Start of Provided records
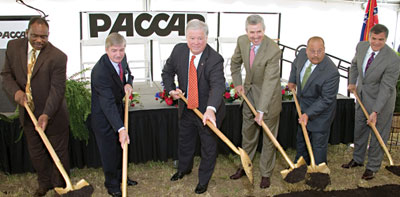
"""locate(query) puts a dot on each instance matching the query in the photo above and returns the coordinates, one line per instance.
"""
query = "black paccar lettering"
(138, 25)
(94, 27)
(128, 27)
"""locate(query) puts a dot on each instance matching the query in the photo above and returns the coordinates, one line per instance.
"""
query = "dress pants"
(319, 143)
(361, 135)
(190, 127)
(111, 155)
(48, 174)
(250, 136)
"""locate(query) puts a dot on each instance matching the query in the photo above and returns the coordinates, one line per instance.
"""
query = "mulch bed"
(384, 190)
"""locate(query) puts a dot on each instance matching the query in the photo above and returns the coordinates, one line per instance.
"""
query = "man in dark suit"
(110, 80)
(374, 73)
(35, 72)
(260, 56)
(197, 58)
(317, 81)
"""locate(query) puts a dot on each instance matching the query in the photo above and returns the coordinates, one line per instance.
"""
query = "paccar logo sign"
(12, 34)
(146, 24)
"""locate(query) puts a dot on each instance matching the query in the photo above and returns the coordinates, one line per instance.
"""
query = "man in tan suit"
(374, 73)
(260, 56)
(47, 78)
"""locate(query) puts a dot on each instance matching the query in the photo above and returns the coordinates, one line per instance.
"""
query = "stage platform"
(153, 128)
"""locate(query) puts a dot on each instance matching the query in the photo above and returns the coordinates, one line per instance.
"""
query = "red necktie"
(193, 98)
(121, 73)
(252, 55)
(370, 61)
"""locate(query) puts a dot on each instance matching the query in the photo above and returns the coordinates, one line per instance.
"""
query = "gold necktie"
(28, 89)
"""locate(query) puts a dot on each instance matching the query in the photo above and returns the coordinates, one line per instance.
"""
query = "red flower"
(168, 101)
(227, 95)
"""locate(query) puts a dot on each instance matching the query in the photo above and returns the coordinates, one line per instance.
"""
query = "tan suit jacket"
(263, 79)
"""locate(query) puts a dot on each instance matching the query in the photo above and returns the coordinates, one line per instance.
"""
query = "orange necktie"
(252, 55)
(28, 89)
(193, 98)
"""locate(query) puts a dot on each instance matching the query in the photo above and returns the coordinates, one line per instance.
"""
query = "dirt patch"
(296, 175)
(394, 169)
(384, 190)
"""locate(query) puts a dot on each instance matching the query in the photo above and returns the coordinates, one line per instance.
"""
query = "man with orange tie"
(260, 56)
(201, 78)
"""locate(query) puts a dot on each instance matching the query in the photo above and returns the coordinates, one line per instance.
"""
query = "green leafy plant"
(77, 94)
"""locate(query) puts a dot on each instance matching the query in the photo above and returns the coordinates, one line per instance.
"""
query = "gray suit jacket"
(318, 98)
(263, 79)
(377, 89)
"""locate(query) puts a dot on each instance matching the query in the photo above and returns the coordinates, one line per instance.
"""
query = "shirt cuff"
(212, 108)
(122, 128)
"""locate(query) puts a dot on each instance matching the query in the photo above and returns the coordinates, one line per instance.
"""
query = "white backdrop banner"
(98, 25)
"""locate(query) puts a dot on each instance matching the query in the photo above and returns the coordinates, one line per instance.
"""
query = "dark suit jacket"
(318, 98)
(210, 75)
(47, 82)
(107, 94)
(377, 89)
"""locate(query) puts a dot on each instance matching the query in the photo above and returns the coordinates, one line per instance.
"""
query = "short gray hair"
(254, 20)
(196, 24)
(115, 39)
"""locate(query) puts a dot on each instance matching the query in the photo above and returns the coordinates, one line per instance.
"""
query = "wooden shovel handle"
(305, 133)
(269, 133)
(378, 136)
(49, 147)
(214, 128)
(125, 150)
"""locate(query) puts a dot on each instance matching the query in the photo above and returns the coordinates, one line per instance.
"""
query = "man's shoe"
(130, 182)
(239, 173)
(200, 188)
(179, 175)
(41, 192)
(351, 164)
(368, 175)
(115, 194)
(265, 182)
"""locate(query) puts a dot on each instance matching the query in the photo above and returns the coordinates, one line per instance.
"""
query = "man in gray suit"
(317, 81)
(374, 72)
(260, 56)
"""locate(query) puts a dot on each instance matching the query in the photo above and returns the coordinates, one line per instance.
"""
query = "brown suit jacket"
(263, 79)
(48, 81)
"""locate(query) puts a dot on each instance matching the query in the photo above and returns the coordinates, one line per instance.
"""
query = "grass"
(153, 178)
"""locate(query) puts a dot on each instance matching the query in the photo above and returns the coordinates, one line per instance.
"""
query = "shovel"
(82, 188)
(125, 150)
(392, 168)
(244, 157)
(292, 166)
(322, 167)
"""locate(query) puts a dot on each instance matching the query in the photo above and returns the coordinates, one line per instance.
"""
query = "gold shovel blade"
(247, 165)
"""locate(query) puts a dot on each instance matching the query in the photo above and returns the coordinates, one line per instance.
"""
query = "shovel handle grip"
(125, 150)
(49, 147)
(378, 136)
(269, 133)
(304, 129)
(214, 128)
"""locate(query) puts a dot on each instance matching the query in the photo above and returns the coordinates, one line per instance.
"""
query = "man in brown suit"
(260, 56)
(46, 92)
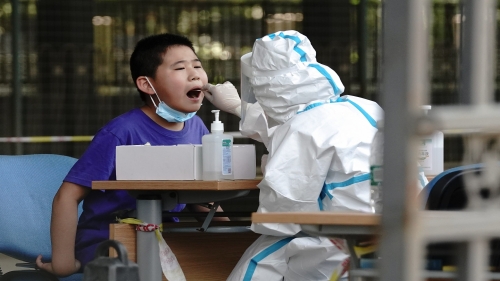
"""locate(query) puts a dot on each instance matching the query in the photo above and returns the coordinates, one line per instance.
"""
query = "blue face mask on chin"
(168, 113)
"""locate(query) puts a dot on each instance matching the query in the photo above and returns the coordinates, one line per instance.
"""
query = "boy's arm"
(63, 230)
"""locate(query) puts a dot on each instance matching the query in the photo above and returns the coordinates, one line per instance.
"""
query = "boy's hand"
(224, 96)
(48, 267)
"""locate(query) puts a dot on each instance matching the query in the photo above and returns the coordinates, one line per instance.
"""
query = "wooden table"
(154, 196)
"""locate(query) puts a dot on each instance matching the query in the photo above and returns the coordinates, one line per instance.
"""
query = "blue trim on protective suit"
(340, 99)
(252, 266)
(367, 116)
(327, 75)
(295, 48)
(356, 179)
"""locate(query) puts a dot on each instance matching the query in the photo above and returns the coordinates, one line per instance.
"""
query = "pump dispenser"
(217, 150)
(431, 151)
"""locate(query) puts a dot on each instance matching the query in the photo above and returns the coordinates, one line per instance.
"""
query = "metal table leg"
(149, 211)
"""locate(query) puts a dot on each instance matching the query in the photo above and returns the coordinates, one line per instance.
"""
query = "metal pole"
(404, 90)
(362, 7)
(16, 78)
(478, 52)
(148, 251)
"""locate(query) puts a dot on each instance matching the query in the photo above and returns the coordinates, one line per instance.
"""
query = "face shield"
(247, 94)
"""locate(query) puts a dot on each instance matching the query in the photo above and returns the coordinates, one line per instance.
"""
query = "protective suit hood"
End of Provided records
# Exercise requirements:
Can you retype every record above exactly, leaving out the pictures?

# Result for this exercise:
"""locate(query) puts a dot on each instance matching the query in the photo above and returns the coordinates, one line per instance.
"""
query = "black paccar lettering"
(138, 25)
(94, 27)
(128, 27)
"""locate(query) puts a dot on each instance matching the query in the photo above and returns the coordinates, one line per instance.
"""
query = "dress pants"
(319, 143)
(361, 135)
(190, 127)
(111, 155)
(48, 174)
(250, 136)
"""locate(query) puts a dot on each instance matching the query in the photo above and returns the coordinates, one line per instance.
"""
query = "mulch bed"
(384, 190)
"""locate(query) puts a dot on each instance matching the query in the photo above and returns the coordinates, one line per instance.
"""
query = "man in dark suit"
(110, 80)
(374, 73)
(35, 72)
(260, 56)
(197, 58)
(317, 81)
"""locate(query) puts a dot on each instance matching the query in the photo above and returns the coordinates, one line per instance.
"""
query = "paccar logo sign"
(12, 34)
(146, 24)
"""locate(query) puts a dot on each instance matching the query in the photo above and returns the coordinates, one line per instance.
"""
query = "man in tan suit"
(374, 73)
(260, 56)
(47, 78)
"""locate(query) puts a dot on each instance matching the query in the photo above and returns the coordinates, one line per instance.
"""
query = "stage platform"
(153, 128)
"""locate(query) puts a dot on each instance matching the query in the photo above and returns the coordinates, one line per instance.
"""
query = "red necktie"
(193, 98)
(121, 73)
(252, 55)
(370, 61)
"""locate(query) puts a dot on each instance matching the query in the photo above and returns the coordinates, one line per instance.
"""
query = "gold necktie"
(28, 89)
"""locate(query) puts a dot on each instance matching the query in the photo above and returns the coordinates, one line per instance.
"""
query = "red flower"
(168, 101)
(227, 95)
"""locate(query) puts a dot on each instance matching the query in the photo above and returns the coordinates, one line per instance.
"""
query = "tan suit jacket"
(263, 79)
"""locate(query) puts a dot on each instance matching the query in the photo above and returns the coordinates, one line per instance.
"""
query = "orange necktie"
(252, 55)
(28, 89)
(193, 98)
"""locate(query) puts a dot on each instance matching the query in the photo above and returns the coordinates, one line per instance.
"""
query = "dirt patch"
(296, 175)
(394, 169)
(384, 190)
"""locate(query) puts a dot on each instance matching the query in the photo above and returns the coordinates, one line per instance.
"""
query = "man with orange tie"
(260, 56)
(201, 78)
"""locate(query) puts a dot on each instance matching the query in the photo above and returns the coordinates, one line per instance.
"""
query = "green leafy plant"
(77, 94)
"""locate(query) puts a dot on each instance matching the query in the photo above and returns the coordinates, one line per instance.
"""
query = "gray suit jacket"
(318, 98)
(263, 79)
(377, 89)
"""locate(query) puts a dot on each instance matching the query in the photo above and returns the coordinates, one line per instance.
"""
query = "shirt cuff"
(212, 108)
(122, 128)
"""locate(query) puts a dot on each instance matching the query in the photo above and returns the coordinates, one line per instance.
"""
query = "white backdrop banner"
(98, 25)
"""locate(query) puts a dot on each instance matching the query in the photo above and returns the coordinates, one line per instance.
"""
query = "dark suit jacket"
(318, 98)
(210, 75)
(47, 82)
(107, 94)
(377, 89)
"""locate(query) puts a dot on each instance matching the query in the photo above and returns the coordinates, one line per instance.
"""
query = "short gray hair"
(254, 20)
(196, 24)
(115, 39)
"""locate(query) puts a dot on each instance matching the query in the photo above and returns the coordinates, one line per instance.
"""
query = "wooden shovel handle"
(305, 133)
(269, 133)
(378, 136)
(49, 147)
(214, 128)
(125, 150)
"""locate(query) puts a dot on each instance matching the query in the photo above and returns the coordinates, one line per instance.
"""
query = "man's shoe"
(130, 182)
(239, 173)
(200, 188)
(179, 175)
(41, 192)
(351, 164)
(368, 175)
(115, 194)
(265, 182)
"""locate(query) puts a dot on each instance matching the query in the photo above and returns the coordinates, one line per instance.
"""
query = "man in gray suit"
(317, 81)
(374, 72)
(260, 56)
"""locate(query) puts a dot on each instance matching the query in the photo above and returns the coordinates, one line per instance.
"""
query = "brown suit jacket"
(263, 79)
(48, 81)
"""locate(query) puts a dot on each instance matching the query in the photo above and returns the coordinates, one line per instance.
"""
query = "grass"
(153, 178)
"""locate(query) puts a dot on each instance matching the query in the photo above and returns the coordinates, one line per instance.
"""
query = "shovel"
(82, 188)
(125, 150)
(392, 168)
(244, 157)
(292, 166)
(322, 167)
"""locate(query) puts a dot on each instance matching the query in the photo above and returns the coordinates, one line per instance.
"""
query = "gold shovel blade"
(247, 165)
"""locate(query) puts a dot on each instance matching the query in the photo above and returns the coordinates, one line per instance.
"""
query = "shovel handle grip"
(125, 150)
(49, 147)
(378, 136)
(269, 133)
(304, 129)
(214, 128)
"""locate(query) puts a dot on each instance matching the query in the photo above and returns the coordinates, one line per instance.
"""
query = "man in brown suit"
(260, 56)
(46, 92)
"""locate(query) puts a dot on each instance matching the query in the photo above and returns the coordinates, one line per instance.
"""
query = "blue face mask on chin"
(168, 113)
"""locate(query) puts a dot on each instance matching the query in the photo above and returns the coordinates, one line per instance.
"""
query = "boy's arm"
(63, 230)
"""locate(query) puts a dot on each instance matching the query in the photo above and returns the coordinates, one line per instance.
"""
query = "boy's hand"
(224, 96)
(48, 267)
"""locate(query) puts a dot on each instance matching the query in the photo above and returns the coordinates, one line per instance.
"""
query = "wooden table"
(154, 196)
"""locate(query) puts a dot on each instance matching the query in the photo above and returns the coordinates, one line per instance.
"""
query = "blue trim on protective suit"
(340, 99)
(252, 266)
(367, 116)
(327, 75)
(295, 48)
(356, 179)
"""locate(query) puts a dot on each instance matching the query in the photo above and returns the coordinates, one line per instance.
"""
query = "pump dispenser"
(217, 150)
(431, 151)
"""locate(query) puts a dot on each instance matching the query in the photo above and returns the coordinates, one line per instance.
"""
query = "metal table leg"
(149, 211)
"""locate(query) puts a dot on each instance matching the query in the photo above and returns the coordinates, one line per instance.
"""
query = "metal pole"
(404, 90)
(362, 7)
(16, 78)
(478, 52)
(148, 251)
"""locate(query) puts a dot on each instance matching the query in the photo above and returns the coordinates, one line per instance.
"""
query = "face shield"
(247, 94)
"""locate(query) puts a dot on each instance matching the query in the photo above and returns the coordinates, one line per instance.
"""
query = "protective suit hood"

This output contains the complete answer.